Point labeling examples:
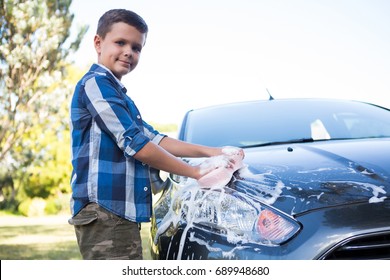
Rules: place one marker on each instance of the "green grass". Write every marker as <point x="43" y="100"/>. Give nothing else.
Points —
<point x="44" y="238"/>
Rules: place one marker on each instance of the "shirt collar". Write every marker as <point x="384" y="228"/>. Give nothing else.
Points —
<point x="112" y="74"/>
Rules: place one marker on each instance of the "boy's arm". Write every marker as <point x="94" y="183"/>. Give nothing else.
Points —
<point x="159" y="158"/>
<point x="184" y="149"/>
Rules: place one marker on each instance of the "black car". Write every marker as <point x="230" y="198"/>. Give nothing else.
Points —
<point x="315" y="184"/>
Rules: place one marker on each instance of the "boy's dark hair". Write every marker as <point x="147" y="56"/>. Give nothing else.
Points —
<point x="120" y="15"/>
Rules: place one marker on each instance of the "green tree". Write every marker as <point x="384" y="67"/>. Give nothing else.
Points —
<point x="35" y="47"/>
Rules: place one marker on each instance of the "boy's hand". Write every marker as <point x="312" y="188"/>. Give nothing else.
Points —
<point x="218" y="170"/>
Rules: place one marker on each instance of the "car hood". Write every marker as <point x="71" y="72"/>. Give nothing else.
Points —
<point x="296" y="178"/>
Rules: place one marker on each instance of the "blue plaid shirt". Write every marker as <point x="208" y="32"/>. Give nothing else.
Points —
<point x="107" y="130"/>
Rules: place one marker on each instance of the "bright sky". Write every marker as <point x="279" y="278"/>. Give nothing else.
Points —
<point x="205" y="52"/>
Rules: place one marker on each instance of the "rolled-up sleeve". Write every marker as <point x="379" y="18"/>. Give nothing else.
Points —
<point x="112" y="114"/>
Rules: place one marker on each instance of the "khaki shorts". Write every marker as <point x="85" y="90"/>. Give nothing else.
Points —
<point x="102" y="235"/>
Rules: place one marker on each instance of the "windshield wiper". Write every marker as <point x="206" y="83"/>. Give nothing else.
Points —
<point x="292" y="141"/>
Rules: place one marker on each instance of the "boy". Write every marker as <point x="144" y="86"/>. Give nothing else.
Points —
<point x="112" y="147"/>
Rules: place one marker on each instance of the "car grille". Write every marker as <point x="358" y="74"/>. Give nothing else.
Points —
<point x="366" y="247"/>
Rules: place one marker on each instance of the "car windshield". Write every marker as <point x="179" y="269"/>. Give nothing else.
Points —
<point x="284" y="121"/>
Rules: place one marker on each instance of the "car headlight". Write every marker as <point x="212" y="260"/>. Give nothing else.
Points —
<point x="241" y="218"/>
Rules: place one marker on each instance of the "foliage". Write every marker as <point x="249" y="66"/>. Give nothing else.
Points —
<point x="34" y="93"/>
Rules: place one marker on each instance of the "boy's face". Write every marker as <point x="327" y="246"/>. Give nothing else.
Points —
<point x="120" y="50"/>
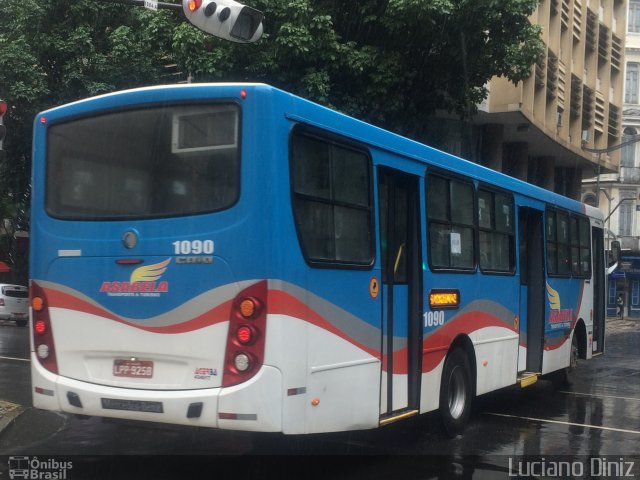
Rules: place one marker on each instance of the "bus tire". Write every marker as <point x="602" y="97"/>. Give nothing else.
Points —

Directive:
Each record above must be returned exactly as written, with its pictures omitted.

Exercise solution:
Rules: place one marker on each instance of the "green grass". Write every marker as <point x="43" y="100"/>. Give nothing else.
Points —
<point x="44" y="238"/>
Rules: place one marker on each instance of the "shirt collar". Write every marker as <point x="384" y="228"/>. Give nothing else.
Points —
<point x="112" y="74"/>
Rules: place one marker on each instance of the "boy's arm". Write every marker as <point x="94" y="183"/>. Give nothing else.
Points —
<point x="159" y="158"/>
<point x="184" y="149"/>
Rules: place one marker on each instance of the "black car". Write every marker as <point x="230" y="198"/>. Give nothing else.
Points —
<point x="315" y="184"/>
Rules: place one marker on each instance of the "boy's dark hair". Write every marker as <point x="147" y="56"/>. Give nothing else.
Points —
<point x="120" y="15"/>
Rules: place one marker on each instance of the "green tree". Write every marker as <point x="384" y="67"/>. Give nothing else.
Points —
<point x="35" y="47"/>
Rules: place one marker on each instance of the "boy's hand". Write every marker as <point x="312" y="188"/>. Give nothing else.
Points —
<point x="218" y="170"/>
Rules: place one marker on each instance of the "car hood". Write every marker as <point x="71" y="72"/>. Give nothing else.
Points —
<point x="296" y="178"/>
Rules: place one marker on each instance of the "blue plaid shirt". Write every marker as <point x="208" y="32"/>. Give nothing else.
Points —
<point x="107" y="130"/>
Rules: place one marker on each instance of the "bright sky". Write every marker as <point x="279" y="278"/>. Give nothing else.
Points —
<point x="205" y="52"/>
Rules: place one marker on each instance of the "rolled-up sleeve". Write every marker as <point x="379" y="18"/>. Give nothing else.
Points —
<point x="112" y="114"/>
Rules: place one marker on each instance of the "khaki shorts". Write every marker as <point x="85" y="90"/>. Give nothing else.
Points —
<point x="102" y="235"/>
Rules: place one marker on each instance of the "windshield wiper". Write every marker as <point x="206" y="83"/>. Give nothing else.
Points —
<point x="292" y="141"/>
Rules: place one marker on each instance of the "boy". Write every marker as <point x="144" y="86"/>. Give nothing else.
Points —
<point x="112" y="147"/>
Rules: place one marker on each instance of the "car grille". Write every marker as <point x="358" y="74"/>. Give nothing else.
Points —
<point x="366" y="247"/>
Rules: place one marker on each instance of the "car windshield". Write every marker as <point x="179" y="269"/>. Give nothing else.
Points —
<point x="284" y="121"/>
Rules: place one marker on each instance of the "car headlight". Write every marker as <point x="212" y="260"/>. Give nothing else.
Points —
<point x="241" y="218"/>
Rules: place one marker on each instance of the "foliage". Write every marker as <point x="249" y="66"/>. Give nothing else.
Points —
<point x="34" y="93"/>
Rules: place one marker on each instance of the "boy's face". Write every marker as <point x="327" y="246"/>. Give nothing else.
Points —
<point x="120" y="50"/>
Rules: place one marker on each instance of the "bus tire". Write every marker as <point x="602" y="97"/>. Give nothing else.
Points —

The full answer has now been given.